▶ [Study text]:
She said one focus for her, working with an economic development advisory committee, has been aggressive marketing to show businesses and entrepreneurs that Craig is a great place to do business, work and live, and to highlight incentives available to companies, the area’s lower cost of living, and amenities such as a local hospital and college.
As exemplified by Veenstra, coal and power-plant workers also have valuable skill sets, and Scott said efforts are focused on bringing in industries offering jobs those skills can easily be transferred to, or for which such workers can be fairly easily retrained.
Some such efforts are focused on the future of the power plant site itself once coal-fired power generation ends there. Discussions on that possible future have included community representatives, Tri-State and others.
One idea that has been suggested is producing nuclear power there. Tri-State spokesman Mark Stutz said Tri-State has met with officials at Associated Governments of Northwest Colorado to discuss that idea, but those have been largely informational meetings to date.
“It is our belief that the Craig plant site provides significant opportunities for future use after 2030, perhaps as a hydrogen hub facility, with its existing transmission network, access to available land and water, and a strong and capable workforce,” he said.
Hydrogen can be produced from sources such as natural gas, or by extracting it from water.
One thing neither Scott nor Holloway is hearing discussion about is using the site as a molten salt power storage facility. That’s something under consideration by Xcel Energy in Routt County for the coal-fired power plant now operating in Hayden. The salt can be heated up and store that heat, which can be used to generate steam that produces power via a turbine. Scott and Holloway said their understanding is that a molten-salt project might not be an option for the Craig site. Stutz said all options for the future of the site “remain on the table and up for consideration.”
Xcel plans to retire the Hayden plant in 2028 under its clean energy plan for Colorado, approved by the state Public Utilities Commission last year. It has floated ideas for the site including not just molten-salt power storage but biomass power, produced in part by burning beetle-killed trees harvested from area forests.
Xcel spokeswoman Michelle Aguayo said Xcel expects to have bids on potential projects by early March and then present a plan to the PUC.
’Back In Craig, Veenstra is embracing the change coming to Craig.
“I don’t really believe in the coal industry, fossil fuels, so I was really just kind of wanting to get out of the whole thing,” he said.
He feels confident about Craig’s future, noting that it has had a strong housing market since Tri-State’s announced plans for the power plant and mine, with houses for a while selling within days of being put on the market.
“People want to move here who aren’t associated with the coal industry,” Veenstra said.
Still, the region’s transition will produce palpable pain. Holloway said what the Craig area is going through “is personal for our whole community.”
Everyone knows people who work at the mine and plant, she said. She said her brother works at the plant now as a contractor.
“My stepfather was a coal miner and it gave us a really great lifestyle,” she said.
“Growing up here, it was almost like the coal miners were astronauts, the level of respect (they received), because our community really grasps the concept that we are providing electricity for other people that’s making their lives better, and it was an honor to do that.”
She said she also understands the big picture, and the scientific data saying that something has to be done about the burning of coal for the sake of the environment. But she recognizes at the same time the need to do everything possible to address impacts to local families from the transition.
While there long has been a level of respect and community pride attached to coal-related jobs in the area, Holloway said, “we have to create a new identity.”
Scott thinks the community has come together and come up with good plans for the future.
“We work well as partners. We understand that it’s going to take the entire community to ensure that this transition is successful,” she said.

▶ [Dataset extract]:
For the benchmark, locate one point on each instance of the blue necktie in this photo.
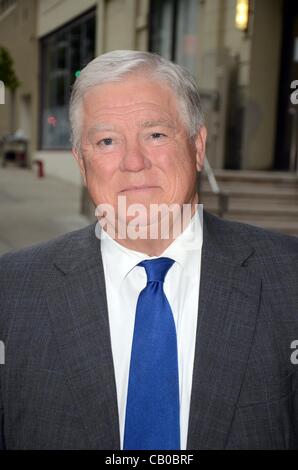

▶ [Problem requirements]: Say whether each statement agrees with the text about Craig's coming transition away from coal, answering yes or no and quoting the words of the text that decide it: (a) Xcel intends to retire the Hayden plant in 2028; (b) Veenstra says he believes in the coal industry; (c) hydrogen can be produced only from natural gas.

▶ [Written reply]:
(a) Yes: "Xcel plans to retire the Hayden plant in 2028"
(b) No: "I don’t really believe in the coal industry, fossil fuels"
(c) No: "Hydrogen can be produced from sources such as natural gas, or by extracting it from water."